*What the exercise asks*
The full set of entries, reproduced exactly, is the expected answer.

*Dataset entries*

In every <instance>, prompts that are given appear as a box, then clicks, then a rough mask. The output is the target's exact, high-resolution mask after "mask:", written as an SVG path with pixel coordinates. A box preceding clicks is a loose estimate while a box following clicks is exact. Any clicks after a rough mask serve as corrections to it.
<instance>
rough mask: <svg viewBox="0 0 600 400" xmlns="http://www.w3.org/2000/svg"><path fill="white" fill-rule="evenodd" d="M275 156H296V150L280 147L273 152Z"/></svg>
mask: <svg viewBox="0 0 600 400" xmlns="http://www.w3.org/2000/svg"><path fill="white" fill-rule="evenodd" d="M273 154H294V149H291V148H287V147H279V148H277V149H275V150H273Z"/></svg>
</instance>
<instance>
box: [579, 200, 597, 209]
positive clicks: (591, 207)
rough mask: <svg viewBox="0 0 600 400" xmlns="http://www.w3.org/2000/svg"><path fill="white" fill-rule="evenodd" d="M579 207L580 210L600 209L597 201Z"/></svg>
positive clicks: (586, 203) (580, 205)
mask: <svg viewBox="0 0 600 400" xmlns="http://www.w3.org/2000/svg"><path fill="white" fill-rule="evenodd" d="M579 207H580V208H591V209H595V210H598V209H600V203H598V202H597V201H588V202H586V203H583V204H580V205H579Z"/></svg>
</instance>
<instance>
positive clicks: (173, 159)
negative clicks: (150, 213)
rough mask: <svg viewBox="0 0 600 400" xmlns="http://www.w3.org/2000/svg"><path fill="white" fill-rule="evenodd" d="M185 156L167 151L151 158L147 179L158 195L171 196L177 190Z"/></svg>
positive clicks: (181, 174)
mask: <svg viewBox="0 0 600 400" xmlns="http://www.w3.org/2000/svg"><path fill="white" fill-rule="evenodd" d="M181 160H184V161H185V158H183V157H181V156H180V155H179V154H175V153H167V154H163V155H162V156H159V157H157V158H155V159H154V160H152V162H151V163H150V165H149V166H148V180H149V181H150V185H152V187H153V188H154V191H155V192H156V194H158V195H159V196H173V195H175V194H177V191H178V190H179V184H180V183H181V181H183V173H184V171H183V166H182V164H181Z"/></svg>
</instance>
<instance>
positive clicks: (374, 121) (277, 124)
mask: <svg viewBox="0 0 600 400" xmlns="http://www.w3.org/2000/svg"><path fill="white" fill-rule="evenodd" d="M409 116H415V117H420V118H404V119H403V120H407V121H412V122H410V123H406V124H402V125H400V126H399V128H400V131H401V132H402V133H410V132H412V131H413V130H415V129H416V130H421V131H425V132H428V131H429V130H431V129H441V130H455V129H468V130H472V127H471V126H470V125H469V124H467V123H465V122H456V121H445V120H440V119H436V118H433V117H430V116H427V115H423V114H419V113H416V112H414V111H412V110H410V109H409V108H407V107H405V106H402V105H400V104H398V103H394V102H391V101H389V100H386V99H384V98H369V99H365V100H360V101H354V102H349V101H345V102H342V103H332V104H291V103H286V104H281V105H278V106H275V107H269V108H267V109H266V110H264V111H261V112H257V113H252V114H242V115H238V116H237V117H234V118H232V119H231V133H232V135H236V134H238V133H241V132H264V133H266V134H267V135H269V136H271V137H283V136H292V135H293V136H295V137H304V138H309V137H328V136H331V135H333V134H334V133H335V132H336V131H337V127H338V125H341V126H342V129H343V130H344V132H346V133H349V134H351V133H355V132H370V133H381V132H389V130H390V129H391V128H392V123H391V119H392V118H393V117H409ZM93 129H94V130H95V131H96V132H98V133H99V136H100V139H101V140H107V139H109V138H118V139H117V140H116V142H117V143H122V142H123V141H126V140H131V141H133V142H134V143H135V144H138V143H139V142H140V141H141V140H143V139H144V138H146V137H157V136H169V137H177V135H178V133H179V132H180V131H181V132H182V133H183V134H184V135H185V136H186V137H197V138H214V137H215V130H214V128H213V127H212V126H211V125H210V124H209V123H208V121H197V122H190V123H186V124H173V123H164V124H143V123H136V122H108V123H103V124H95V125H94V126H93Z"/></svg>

*Reply to the exercise*
In every <instance>, prompts that are given appear as a box, then clicks, then a rough mask. The output is the target's exact, high-resolution mask after "mask:", written as an SVG path with pixel coordinates. A box preceding clicks is a loose estimate while a box following clicks is exact. Any clicks after a rough mask serve as corrections to it.
<instance>
rough mask: <svg viewBox="0 0 600 400" xmlns="http://www.w3.org/2000/svg"><path fill="white" fill-rule="evenodd" d="M275 156H296V150L280 147L273 152Z"/></svg>
mask: <svg viewBox="0 0 600 400" xmlns="http://www.w3.org/2000/svg"><path fill="white" fill-rule="evenodd" d="M273 154H294V149H291V148H287V147H279V148H277V149H275V150H273Z"/></svg>
</instance>
<instance>
box: [579, 200, 597, 209]
positive clicks: (591, 207)
rough mask: <svg viewBox="0 0 600 400" xmlns="http://www.w3.org/2000/svg"><path fill="white" fill-rule="evenodd" d="M579 207L580 210L600 209L597 201Z"/></svg>
positive clicks: (586, 203) (580, 205)
mask: <svg viewBox="0 0 600 400" xmlns="http://www.w3.org/2000/svg"><path fill="white" fill-rule="evenodd" d="M579 207H580V208H591V209H595V210H598V209H600V203H598V202H597V201H588V202H586V203H583V204H580V205H579Z"/></svg>
</instance>
<instance>
positive clicks: (173, 159)
negative clicks: (150, 213)
rough mask: <svg viewBox="0 0 600 400" xmlns="http://www.w3.org/2000/svg"><path fill="white" fill-rule="evenodd" d="M185 156L167 151L151 158L147 179L158 195L171 196L177 190Z"/></svg>
positive clicks: (181, 174)
mask: <svg viewBox="0 0 600 400" xmlns="http://www.w3.org/2000/svg"><path fill="white" fill-rule="evenodd" d="M181 160H184V161H185V158H183V157H181V156H180V155H179V154H175V153H167V154H163V155H162V156H159V157H157V158H155V159H154V160H152V162H151V163H150V165H149V166H148V180H149V181H150V185H152V187H153V188H154V191H155V192H156V194H158V195H159V196H173V195H175V194H177V191H178V190H179V184H180V183H181V181H183V173H184V171H183V166H182V164H181Z"/></svg>
</instance>
<instance>
positive clicks: (374, 121) (277, 124)
mask: <svg viewBox="0 0 600 400" xmlns="http://www.w3.org/2000/svg"><path fill="white" fill-rule="evenodd" d="M409 116H415V117H420V118H404V119H403V120H407V121H412V122H410V123H406V124H402V125H400V126H399V128H400V131H401V132H402V133H410V132H412V131H413V130H415V129H416V130H421V131H425V132H428V131H429V130H431V129H441V130H455V129H468V130H472V127H471V126H470V125H469V124H467V123H465V122H456V121H445V120H440V119H436V118H433V117H430V116H427V115H423V114H419V113H416V112H414V111H412V110H410V109H409V108H407V107H405V106H402V105H400V104H398V103H394V102H391V101H389V100H386V99H384V98H369V99H365V100H360V101H354V102H349V101H345V102H342V103H332V104H291V103H286V104H281V105H278V106H275V107H269V108H267V109H266V110H264V111H261V112H257V113H252V114H242V115H238V116H237V117H234V118H232V119H231V133H232V135H236V134H238V133H241V132H264V133H266V134H267V135H269V136H271V137H283V136H292V135H293V136H295V137H304V138H309V137H328V136H331V135H333V134H334V133H335V132H336V131H337V127H338V125H341V126H342V129H343V130H344V132H346V133H349V134H351V133H355V132H370V133H381V132H389V130H390V129H391V128H392V123H391V119H392V118H393V117H409ZM93 129H94V130H95V131H96V132H98V133H99V136H100V139H101V140H107V139H109V138H118V139H117V140H116V142H117V143H122V142H123V141H126V140H131V141H133V142H134V143H135V144H138V143H139V142H140V141H141V140H143V139H144V138H146V137H157V136H169V137H177V135H178V133H179V132H180V131H181V132H182V133H183V134H184V135H185V136H186V137H197V138H214V137H215V130H214V128H213V127H212V126H211V125H210V124H209V123H208V121H197V122H190V123H186V124H173V123H164V124H143V123H136V122H108V123H103V124H95V125H94V126H93Z"/></svg>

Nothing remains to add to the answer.